Directions for this task ▸
Having found the line that contains "Please put a point on each instance of the green", please retype only it and every line after it up to the end of the entries, exactly as written.

═════ Material for the task

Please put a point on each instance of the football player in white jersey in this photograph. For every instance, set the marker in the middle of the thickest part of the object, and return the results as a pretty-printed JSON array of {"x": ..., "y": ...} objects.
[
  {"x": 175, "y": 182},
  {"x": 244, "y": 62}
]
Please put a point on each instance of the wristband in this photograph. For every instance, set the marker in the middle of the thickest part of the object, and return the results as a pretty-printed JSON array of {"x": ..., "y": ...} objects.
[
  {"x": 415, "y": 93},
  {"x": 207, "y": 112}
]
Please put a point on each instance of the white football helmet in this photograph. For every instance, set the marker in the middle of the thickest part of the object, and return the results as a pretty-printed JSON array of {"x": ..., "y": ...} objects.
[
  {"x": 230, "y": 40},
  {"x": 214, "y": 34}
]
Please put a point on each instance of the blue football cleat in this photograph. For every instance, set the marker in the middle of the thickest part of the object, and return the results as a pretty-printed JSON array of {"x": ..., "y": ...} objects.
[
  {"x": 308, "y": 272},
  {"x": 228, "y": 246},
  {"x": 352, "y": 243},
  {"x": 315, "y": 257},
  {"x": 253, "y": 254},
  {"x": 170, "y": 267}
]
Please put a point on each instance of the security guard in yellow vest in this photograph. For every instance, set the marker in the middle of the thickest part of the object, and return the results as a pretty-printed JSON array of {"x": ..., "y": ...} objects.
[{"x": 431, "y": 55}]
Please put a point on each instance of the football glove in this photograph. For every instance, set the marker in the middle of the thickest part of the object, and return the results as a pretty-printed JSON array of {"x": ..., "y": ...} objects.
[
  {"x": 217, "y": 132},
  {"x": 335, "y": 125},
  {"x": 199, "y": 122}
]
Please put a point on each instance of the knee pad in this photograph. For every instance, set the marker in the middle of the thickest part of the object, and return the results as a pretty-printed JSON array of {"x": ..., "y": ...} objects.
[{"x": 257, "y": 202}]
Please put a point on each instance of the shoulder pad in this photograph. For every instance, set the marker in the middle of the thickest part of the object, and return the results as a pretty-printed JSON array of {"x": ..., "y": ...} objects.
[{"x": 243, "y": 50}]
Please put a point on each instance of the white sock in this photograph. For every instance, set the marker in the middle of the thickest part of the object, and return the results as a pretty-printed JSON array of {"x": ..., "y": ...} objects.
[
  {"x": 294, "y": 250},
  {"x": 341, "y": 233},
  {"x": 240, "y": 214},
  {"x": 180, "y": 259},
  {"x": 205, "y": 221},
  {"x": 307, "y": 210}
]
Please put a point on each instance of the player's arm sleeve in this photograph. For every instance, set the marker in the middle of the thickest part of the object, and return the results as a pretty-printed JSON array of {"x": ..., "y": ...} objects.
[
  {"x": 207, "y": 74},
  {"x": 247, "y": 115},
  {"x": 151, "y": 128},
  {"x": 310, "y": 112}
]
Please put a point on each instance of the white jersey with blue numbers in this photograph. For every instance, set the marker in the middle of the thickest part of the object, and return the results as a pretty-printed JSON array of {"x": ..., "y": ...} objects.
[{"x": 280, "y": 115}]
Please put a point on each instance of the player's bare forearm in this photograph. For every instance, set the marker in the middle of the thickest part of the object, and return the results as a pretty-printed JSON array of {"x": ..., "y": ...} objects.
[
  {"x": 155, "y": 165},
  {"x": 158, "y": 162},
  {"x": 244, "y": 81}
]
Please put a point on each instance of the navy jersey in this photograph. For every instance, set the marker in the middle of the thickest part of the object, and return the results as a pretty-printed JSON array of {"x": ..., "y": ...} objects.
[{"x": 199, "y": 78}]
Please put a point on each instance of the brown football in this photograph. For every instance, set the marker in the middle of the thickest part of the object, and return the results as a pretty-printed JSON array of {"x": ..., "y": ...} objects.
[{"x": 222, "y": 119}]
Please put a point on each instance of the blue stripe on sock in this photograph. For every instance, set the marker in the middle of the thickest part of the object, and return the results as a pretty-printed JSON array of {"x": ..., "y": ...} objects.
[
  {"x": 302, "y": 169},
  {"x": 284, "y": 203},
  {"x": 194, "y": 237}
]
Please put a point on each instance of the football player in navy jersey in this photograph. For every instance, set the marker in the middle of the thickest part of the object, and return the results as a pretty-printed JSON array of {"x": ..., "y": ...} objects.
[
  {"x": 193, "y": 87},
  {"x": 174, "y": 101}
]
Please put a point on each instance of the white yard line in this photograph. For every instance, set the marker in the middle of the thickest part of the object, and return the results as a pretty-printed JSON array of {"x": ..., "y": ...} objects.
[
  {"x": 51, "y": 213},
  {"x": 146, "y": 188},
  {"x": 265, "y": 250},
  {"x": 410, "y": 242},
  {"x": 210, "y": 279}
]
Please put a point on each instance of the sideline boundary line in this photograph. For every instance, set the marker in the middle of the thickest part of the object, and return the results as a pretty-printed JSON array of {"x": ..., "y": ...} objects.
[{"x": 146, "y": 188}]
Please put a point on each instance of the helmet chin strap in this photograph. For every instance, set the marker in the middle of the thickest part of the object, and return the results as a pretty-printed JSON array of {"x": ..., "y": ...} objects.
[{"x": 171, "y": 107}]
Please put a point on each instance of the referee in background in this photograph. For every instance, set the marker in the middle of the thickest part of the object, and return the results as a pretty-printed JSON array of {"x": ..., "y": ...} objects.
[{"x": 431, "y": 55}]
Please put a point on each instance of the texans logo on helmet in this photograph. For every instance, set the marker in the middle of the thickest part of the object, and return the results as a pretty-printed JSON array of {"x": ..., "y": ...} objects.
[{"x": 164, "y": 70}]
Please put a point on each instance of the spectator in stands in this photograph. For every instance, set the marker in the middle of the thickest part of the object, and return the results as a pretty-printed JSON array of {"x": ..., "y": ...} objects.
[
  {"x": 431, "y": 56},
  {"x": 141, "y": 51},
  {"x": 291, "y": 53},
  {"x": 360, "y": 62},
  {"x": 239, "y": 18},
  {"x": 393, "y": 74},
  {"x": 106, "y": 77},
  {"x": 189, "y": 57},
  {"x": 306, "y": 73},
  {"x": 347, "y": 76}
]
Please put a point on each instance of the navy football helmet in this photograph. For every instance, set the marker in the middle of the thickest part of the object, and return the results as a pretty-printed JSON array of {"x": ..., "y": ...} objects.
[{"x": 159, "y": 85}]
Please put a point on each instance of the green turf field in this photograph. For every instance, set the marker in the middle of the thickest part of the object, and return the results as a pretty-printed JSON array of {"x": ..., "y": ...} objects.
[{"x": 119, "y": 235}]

══════════

Answer to this exercise ▸
Please put a point on each instance of the green turf field in this photograph. For every instance, set the marker in the middle of the thickest part of the object, and return the results as a pretty-printed JSON array of {"x": ..., "y": ...} objects.
[{"x": 119, "y": 235}]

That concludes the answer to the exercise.